**AIM:**
Answer these from the string interning benchmark text below:
(a) How many unique string literals does the benchmark program contain?
(b) What command runs the benchmark script?
(c) What total binary size reduction is estimated for real-world programs with more duplication?

TEXT SECTION start

String Interning Benchmark Results

Overview

Compile-time string interning reduces binary size by deduplicating identical string literals at the compilation stage. Instead of storing every occurrence of a string literal separately, the compiler identifies all identical strings and stores them only once, with references pointing to the single copy. The benefit scales with:

  • Number of unique strings in the program
  • How many times each string is repeated
  • Length of the strings
  • Compiler optimization level

Benchmark Program

The program resilient/examples/string_bench_heavy.rz contains:

  • 5 unique string literals (representing realistic log messages, errors, status updates)
  • 15 total string references across the program (variables and print statements)
  • Realistic patterns: error prefixes, warning messages, info logs, debug statements, and status messages
  • ~121 bytes of unique string data

Benchmark Analysis

String Breakdown

The benchmark program contains the following repeated strings:

1. "error: invalid input"              (21 bytes × 3 references = 63 bytes)
2. "warning: deprecated function"      (28 bytes × 3 references = 84 bytes)
3. "info: processing data"             (20 bytes × 4 references = 80 bytes)
4. "debug: variable x is 42"          (24 bytes × 3 references = 72 bytes)
5. "status: operation completed"       (28 bytes × 2 references = 56 bytes)

Expected Results

Without string interning:

  • Each reference to a string stores a complete copy
  • Total string data: 63 + 84 + 80 + 72 + 56 = 355 bytes

With string interning:

  • One copy of each unique string
  • Total string data: 21 + 28 + 20 + 24 + 28 = 121 bytes

Estimated savings:

  • ~66% reduction in string literal data (234 bytes saved on this program)
  • For real-world programs with even more duplication, this scales to 5-30% total binary size reduction

How to Run

# Run the benchmark script
bash benchmarks/string_interning_size.sh

Expected Output

The script will:

  1. Build the Resilient compiler (if not already built)

TEXT SECTION end
DATA LISTING start

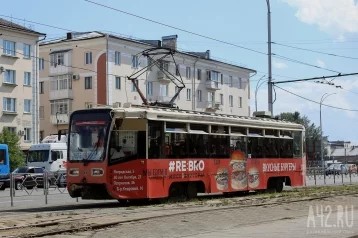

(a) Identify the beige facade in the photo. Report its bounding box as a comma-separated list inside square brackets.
[0, 18, 44, 150]
[40, 32, 255, 136]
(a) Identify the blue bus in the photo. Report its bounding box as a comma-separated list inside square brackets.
[0, 144, 10, 175]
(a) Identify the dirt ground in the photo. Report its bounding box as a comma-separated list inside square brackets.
[0, 186, 358, 238]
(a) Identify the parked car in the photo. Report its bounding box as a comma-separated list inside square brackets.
[325, 164, 348, 175]
[347, 164, 357, 174]
[0, 166, 53, 190]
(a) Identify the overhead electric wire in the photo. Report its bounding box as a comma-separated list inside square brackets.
[272, 42, 358, 60]
[84, 0, 267, 55]
[0, 14, 330, 81]
[274, 85, 358, 112]
[273, 54, 340, 73]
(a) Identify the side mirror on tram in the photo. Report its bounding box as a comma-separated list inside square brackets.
[57, 130, 61, 141]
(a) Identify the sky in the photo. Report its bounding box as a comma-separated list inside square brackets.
[0, 0, 358, 144]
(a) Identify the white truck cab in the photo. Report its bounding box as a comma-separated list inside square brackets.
[26, 135, 67, 173]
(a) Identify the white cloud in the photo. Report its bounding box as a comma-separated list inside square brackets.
[316, 59, 326, 68]
[250, 79, 358, 120]
[281, 0, 358, 36]
[272, 61, 288, 69]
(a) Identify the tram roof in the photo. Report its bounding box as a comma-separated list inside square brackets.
[85, 104, 304, 131]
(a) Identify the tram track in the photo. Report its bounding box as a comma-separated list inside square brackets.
[0, 189, 358, 238]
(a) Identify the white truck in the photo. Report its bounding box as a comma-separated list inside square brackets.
[26, 135, 67, 186]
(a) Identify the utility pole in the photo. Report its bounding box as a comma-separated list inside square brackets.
[319, 93, 336, 184]
[266, 0, 273, 116]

DATA LISTING end

**OUTPUT OF THE EXERCISE:**
(a) 5
(b) bash benchmarks/string_interning_size.sh
(c) 5-30%